Excerpt provided —

▼▼▼

In-house counsel compliance and risk functions need to remember that their actions could potentially be evaluated by people who don’t have their knowledge or expertise of their particular business – people who essentially get to armchair quarterback decisions that are made after the fact. So, what are the implications of that? It’s really important to have up-to-date and state-of-the-art policies and controls. At the end of the day, you want to be able to show regulators that your firm was attentive to those issues from the outset, so that even if something has gone wrong, or a decision is being second-guessed, you are in a position of being able to fall back and say, in good faith, “We were doing our very best and making the best judgments that we could at the time.”

There’s often a tension between the business-generating aspects of a firm and the non-business generating aspects like compliance or legal. Prosecutors and regulators will take firms to task for perceived compliance weaknesses, including underfunding, understaffing, the subordinating of compliance functions, failures to follow internal policies or procedures. So it’s important for compliance folks to remind the business-generating side of their singular importance in preventing these kinds of issues.

▲▲▲

Actions to take —
1: In the passage on in-house compliance and risk functions, what does a firm want to be able to show regulators?
2: List every perceived compliance weakness that, according to the passage on in-house compliance and risk functions, prosecutors and regulators will take firms to task for.
3: Resume the passage on in-house compliance and risk functions from where it stops.

Dataset content —
▼▼▼

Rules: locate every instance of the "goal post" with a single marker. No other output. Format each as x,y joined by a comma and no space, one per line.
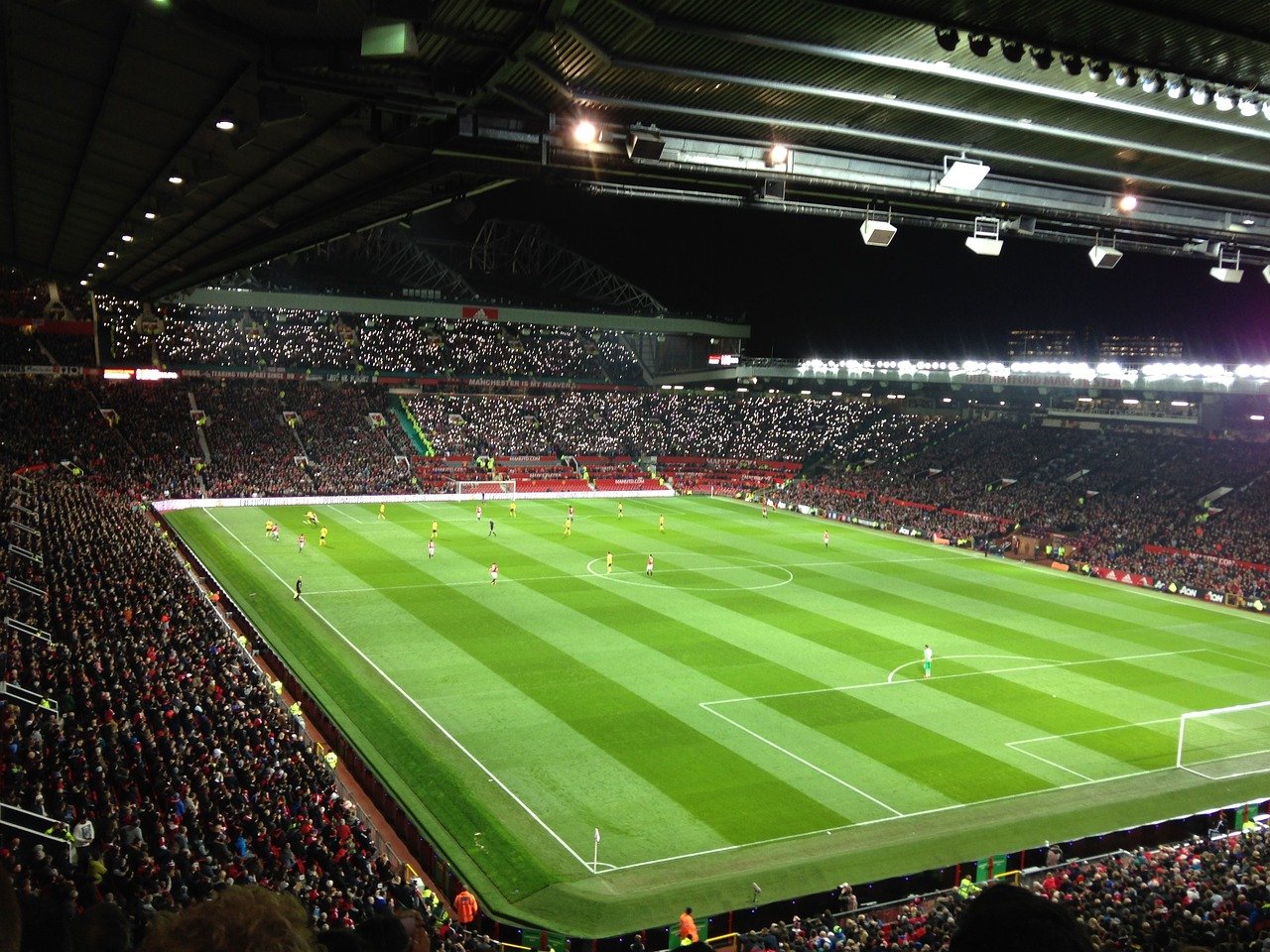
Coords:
490,488
1224,742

▲▲▲

Answers given —
1: That the firm was attentive to those issues from the outset.

2:
- Underfunding
- Understaffing
- The subordinating of compliance functions
- Failures to follow internal policies or procedures

3:
The other thing I want to say is that, although it sounds like a cliché, the tone that’s set at the top of a business is actually incredibly important. If the tone at the top is equivocal, regulators using 20/20 hindsight can really come in and second-guess judgments that have been made. But if the tone at the top emphasizes compliance, that can also go a long way. Mistakes can be made, but when there’s a perception that the people at the top aren’t attentive, or don’t care, or aren’t placing the proper emphasis on certain issues, it can make every decision afterward seem much worse.

How has COVID-19 impacted law enforcement activity? How have you been advising clients?

COVID-19 has impacted every part of our lives, including areas of law enforcement. What we’ve seen over the last several months is that there’s a renewed focus on, one, insider trading, and two, accounting and disclosure issues, making sure that there’s a real focus on public entities making fair disclosures to the public about the impact of COVID on their businesses, both now and in the future. Then, three, there’s a huge focus on frauds or scams that take advantage of COVID – investor frauds or cyber schemes that prey on people’s COVID-related concerns.

Those are areas that you typically see prosecutors and regulators paying a great deal of attention to, but there’s a new urgency and focus on these issues that is brought by a national, and in this case global, crisis. This is not surprising, but everyone needs to be aware that regulators are paying very careful attention to these issues.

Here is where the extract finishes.